### WHAT YOU WILL DO
Without any pictures, restate the full set of records below exactly.

### EXTRACTED DATA
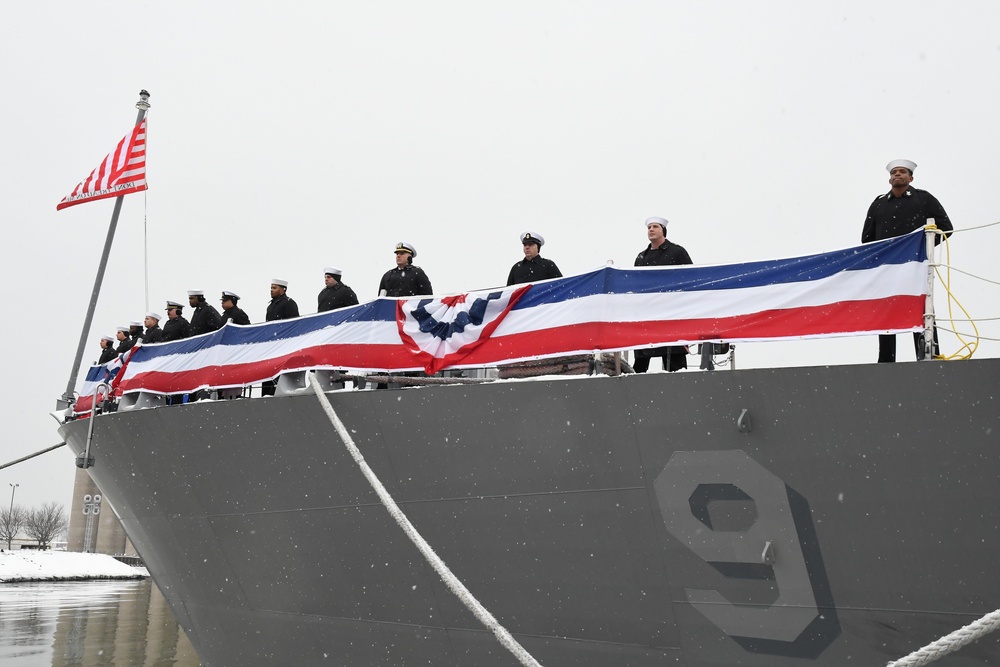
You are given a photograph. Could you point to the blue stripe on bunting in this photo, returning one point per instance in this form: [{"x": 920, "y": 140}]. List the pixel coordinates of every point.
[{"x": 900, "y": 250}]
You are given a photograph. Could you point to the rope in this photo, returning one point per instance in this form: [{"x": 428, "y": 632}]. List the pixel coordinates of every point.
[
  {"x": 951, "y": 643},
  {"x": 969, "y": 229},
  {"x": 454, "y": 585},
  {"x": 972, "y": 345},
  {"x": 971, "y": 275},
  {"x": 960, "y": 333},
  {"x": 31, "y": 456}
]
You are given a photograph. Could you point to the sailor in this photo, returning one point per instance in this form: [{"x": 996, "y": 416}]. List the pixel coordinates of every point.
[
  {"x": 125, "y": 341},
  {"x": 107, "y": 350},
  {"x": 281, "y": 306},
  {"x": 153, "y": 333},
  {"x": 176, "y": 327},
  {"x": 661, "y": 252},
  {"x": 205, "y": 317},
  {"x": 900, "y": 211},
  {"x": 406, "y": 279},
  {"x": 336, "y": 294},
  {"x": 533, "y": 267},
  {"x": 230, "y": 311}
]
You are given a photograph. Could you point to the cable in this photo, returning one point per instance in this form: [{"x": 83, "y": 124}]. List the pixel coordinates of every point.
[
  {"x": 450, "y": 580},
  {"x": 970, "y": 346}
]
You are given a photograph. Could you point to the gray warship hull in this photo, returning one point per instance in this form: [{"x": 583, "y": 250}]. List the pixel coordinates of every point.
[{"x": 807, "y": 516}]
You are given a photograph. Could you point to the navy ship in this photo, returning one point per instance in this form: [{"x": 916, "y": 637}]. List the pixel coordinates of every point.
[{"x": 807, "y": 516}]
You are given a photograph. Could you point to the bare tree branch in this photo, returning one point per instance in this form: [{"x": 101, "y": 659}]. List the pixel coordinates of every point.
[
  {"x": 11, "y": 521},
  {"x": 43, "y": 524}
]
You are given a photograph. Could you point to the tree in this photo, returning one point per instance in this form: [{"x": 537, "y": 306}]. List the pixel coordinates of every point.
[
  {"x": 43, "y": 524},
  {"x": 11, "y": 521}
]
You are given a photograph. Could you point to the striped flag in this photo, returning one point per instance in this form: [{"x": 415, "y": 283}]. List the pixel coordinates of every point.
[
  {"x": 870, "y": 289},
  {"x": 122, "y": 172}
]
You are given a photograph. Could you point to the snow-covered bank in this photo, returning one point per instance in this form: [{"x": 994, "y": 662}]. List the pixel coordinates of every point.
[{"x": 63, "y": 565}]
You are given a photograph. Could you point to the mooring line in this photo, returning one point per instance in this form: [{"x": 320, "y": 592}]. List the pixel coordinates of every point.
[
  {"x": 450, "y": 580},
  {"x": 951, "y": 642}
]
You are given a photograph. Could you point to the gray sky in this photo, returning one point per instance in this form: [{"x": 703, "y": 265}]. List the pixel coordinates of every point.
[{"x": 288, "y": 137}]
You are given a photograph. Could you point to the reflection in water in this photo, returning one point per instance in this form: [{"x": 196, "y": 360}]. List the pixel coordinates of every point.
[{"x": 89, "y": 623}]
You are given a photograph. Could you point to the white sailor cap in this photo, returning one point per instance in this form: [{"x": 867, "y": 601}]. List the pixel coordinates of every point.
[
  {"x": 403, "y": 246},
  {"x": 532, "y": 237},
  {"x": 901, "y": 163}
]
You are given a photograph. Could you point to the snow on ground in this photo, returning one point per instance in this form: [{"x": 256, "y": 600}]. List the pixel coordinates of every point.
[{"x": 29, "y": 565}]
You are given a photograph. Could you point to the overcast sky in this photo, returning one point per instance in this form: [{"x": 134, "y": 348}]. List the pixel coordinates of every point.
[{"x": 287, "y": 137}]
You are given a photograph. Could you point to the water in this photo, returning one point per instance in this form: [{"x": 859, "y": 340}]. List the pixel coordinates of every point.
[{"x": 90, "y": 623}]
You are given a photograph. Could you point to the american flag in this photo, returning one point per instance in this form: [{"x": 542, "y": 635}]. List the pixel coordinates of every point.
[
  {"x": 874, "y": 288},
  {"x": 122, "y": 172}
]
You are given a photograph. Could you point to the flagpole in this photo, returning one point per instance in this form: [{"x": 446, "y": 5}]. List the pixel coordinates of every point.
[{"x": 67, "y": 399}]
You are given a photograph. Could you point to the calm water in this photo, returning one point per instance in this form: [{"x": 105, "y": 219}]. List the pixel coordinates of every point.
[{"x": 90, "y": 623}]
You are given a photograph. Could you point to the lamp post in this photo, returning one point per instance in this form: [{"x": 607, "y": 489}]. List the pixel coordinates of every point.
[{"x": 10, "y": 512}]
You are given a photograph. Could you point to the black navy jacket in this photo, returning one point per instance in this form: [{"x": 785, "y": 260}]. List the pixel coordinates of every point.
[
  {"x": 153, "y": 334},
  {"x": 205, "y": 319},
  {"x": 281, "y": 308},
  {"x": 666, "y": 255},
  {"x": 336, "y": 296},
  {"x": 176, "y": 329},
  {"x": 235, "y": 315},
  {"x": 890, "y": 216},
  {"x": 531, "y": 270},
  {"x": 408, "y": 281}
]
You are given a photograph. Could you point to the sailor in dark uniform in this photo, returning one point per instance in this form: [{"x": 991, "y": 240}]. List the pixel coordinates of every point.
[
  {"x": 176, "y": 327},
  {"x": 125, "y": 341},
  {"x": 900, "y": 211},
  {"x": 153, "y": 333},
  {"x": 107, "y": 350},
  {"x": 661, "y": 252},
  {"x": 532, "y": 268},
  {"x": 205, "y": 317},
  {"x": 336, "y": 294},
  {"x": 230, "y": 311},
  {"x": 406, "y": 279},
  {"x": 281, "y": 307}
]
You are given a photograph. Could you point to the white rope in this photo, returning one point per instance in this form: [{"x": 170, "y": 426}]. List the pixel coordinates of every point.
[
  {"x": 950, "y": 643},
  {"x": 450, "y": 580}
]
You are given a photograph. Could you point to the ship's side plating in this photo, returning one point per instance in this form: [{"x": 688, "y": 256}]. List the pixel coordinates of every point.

### EXERCISE ANSWER
You are given a photograph. Could you point to the blue stripe on bunting in this photo, returning one point per instance in this form: [{"x": 920, "y": 140}]. List the pixel coordinates of every point.
[{"x": 900, "y": 250}]
You are given a photograph. Could you point to the rope in this photo, returning one point per instance in this form: [{"x": 428, "y": 632}]. List the pixel coordinates of every point.
[
  {"x": 951, "y": 643},
  {"x": 969, "y": 229},
  {"x": 454, "y": 585},
  {"x": 972, "y": 345},
  {"x": 971, "y": 275},
  {"x": 960, "y": 333},
  {"x": 31, "y": 456}
]
You are given a photograph. Could you point to the sailor in this photo, returning one point per instance in this form: [{"x": 996, "y": 416}]. List the pixel coordinates of every point.
[
  {"x": 125, "y": 341},
  {"x": 107, "y": 350},
  {"x": 281, "y": 306},
  {"x": 153, "y": 333},
  {"x": 176, "y": 327},
  {"x": 661, "y": 252},
  {"x": 205, "y": 317},
  {"x": 900, "y": 211},
  {"x": 406, "y": 279},
  {"x": 336, "y": 294},
  {"x": 533, "y": 267},
  {"x": 230, "y": 311}
]
You are given a photograph. Could you point to the cable in this photo, returning one point per instance in this form: [{"x": 83, "y": 124}]. List the pixel coordinates of every point.
[
  {"x": 450, "y": 580},
  {"x": 970, "y": 346}
]
You are given a photograph. Could you point to the gray warship hull in this photo, returning one point per instance in this form: [{"x": 583, "y": 250}]. List the pixel coordinates of every point.
[{"x": 807, "y": 516}]
You are given a photograph. Could you point to the navy ship in this photo, returning one point per instance in this form: [{"x": 916, "y": 637}]. List the pixel coordinates of every point.
[{"x": 807, "y": 516}]
You are given a photograph. Could you point to the bare tree branch in this photo, returning one point per instance in this form: [{"x": 101, "y": 659}]. List the pixel coordinates of every point.
[
  {"x": 11, "y": 521},
  {"x": 43, "y": 524}
]
You are given a photograph. Could you point to the tree in this photo, returning one point per instance in this form: [{"x": 537, "y": 306}]. List the pixel coordinates of every point.
[
  {"x": 43, "y": 524},
  {"x": 11, "y": 521}
]
You are given a photograph. Could you point to the striped flag in this photo, returning one point per instance in this form: [{"x": 415, "y": 283}]. List the pixel coordinates of every point.
[
  {"x": 870, "y": 289},
  {"x": 122, "y": 172}
]
You are given a photograph. Could you point to the snow-covered bank in this photo, returning one point per instance in this form: [{"x": 994, "y": 662}]. List the pixel coordinates of every point.
[{"x": 63, "y": 565}]
You are given a photograph. Could you point to the mooring line in this photo, returning one point per instance in this form: [{"x": 320, "y": 592}]. List the pixel coordinates of every point.
[
  {"x": 450, "y": 580},
  {"x": 951, "y": 642}
]
You are given a photograph. Could you point to the gray sky in this photo, returning one point per instance in this form: [{"x": 703, "y": 265}]. List the pixel coordinates of every point.
[{"x": 288, "y": 137}]
You are given a photograph. Could you point to the reflection in water in this photo, returning one point per instance in this form: [{"x": 196, "y": 360}]. List the pixel coordinates of every point.
[{"x": 89, "y": 623}]
You are given a photograph. Could you point to the white sailor cap in this photo, returning one point per instance in this form: [{"x": 867, "y": 601}]. List the pixel coordinates of every point.
[
  {"x": 403, "y": 246},
  {"x": 532, "y": 237},
  {"x": 901, "y": 163}
]
You are given a photograph. Could you point to the snow on ground in this photo, returning one point per instance in this form: [{"x": 256, "y": 600}]. List the pixel coordinates of every point.
[{"x": 29, "y": 565}]
You are given a photograph. Could you point to the overcast sky in this photo, returning one point per instance in this form: [{"x": 134, "y": 348}]. List the pixel coordinates of every point.
[{"x": 287, "y": 137}]
You are given a photograph. Could you point to the water in this photo, returning one point per instance in this form: [{"x": 859, "y": 340}]. List the pixel coordinates of every point.
[{"x": 90, "y": 623}]
You are given a photograph. Could you point to the american flag in this photo, returning one point per instance in this form: [{"x": 542, "y": 635}]. List the pixel coordinates of every point.
[
  {"x": 874, "y": 288},
  {"x": 122, "y": 172}
]
You are given a photograph. Could you point to the flagpole in this photo, returning one point per instance in this form: [{"x": 446, "y": 5}]. List the pixel coordinates of every point.
[{"x": 67, "y": 399}]
You are given a photograph. Could you point to the calm water in this photo, returning one point per instance in this form: [{"x": 105, "y": 219}]. List the pixel coordinates of every point.
[{"x": 90, "y": 623}]
You are given a photograph. Could you point to the lamp post in this photo, returning one point per instance in this form: [{"x": 607, "y": 489}]. List the pixel coordinates of every point.
[{"x": 10, "y": 512}]
You are given a photograph. Could you point to the black navy jacket in this photo, returning one point per instance in this form: [{"x": 785, "y": 260}]. List the pixel coordinates of every point.
[
  {"x": 153, "y": 334},
  {"x": 205, "y": 319},
  {"x": 281, "y": 308},
  {"x": 666, "y": 255},
  {"x": 336, "y": 296},
  {"x": 176, "y": 329},
  {"x": 235, "y": 315},
  {"x": 890, "y": 216},
  {"x": 531, "y": 270},
  {"x": 408, "y": 281}
]
You are given a photograph. Could you point to the sailor in dark uniform in this photo, returning one point per instance in this form: [{"x": 991, "y": 240}]. List the pixel coordinates of every point.
[
  {"x": 176, "y": 327},
  {"x": 125, "y": 341},
  {"x": 900, "y": 211},
  {"x": 153, "y": 333},
  {"x": 107, "y": 350},
  {"x": 661, "y": 252},
  {"x": 532, "y": 268},
  {"x": 205, "y": 317},
  {"x": 336, "y": 294},
  {"x": 230, "y": 311},
  {"x": 406, "y": 279},
  {"x": 281, "y": 307}
]
You are given a photograph. Could you point to the white rope in this photo, returning one point per instance in this form: [{"x": 170, "y": 426}]. List the pixel coordinates of every point.
[
  {"x": 950, "y": 643},
  {"x": 450, "y": 580}
]
You are given a photograph. Could you point to the ship's side plating in this photo, returning one point per instance in this form: [{"x": 688, "y": 256}]. List the pixel coordinates of every point.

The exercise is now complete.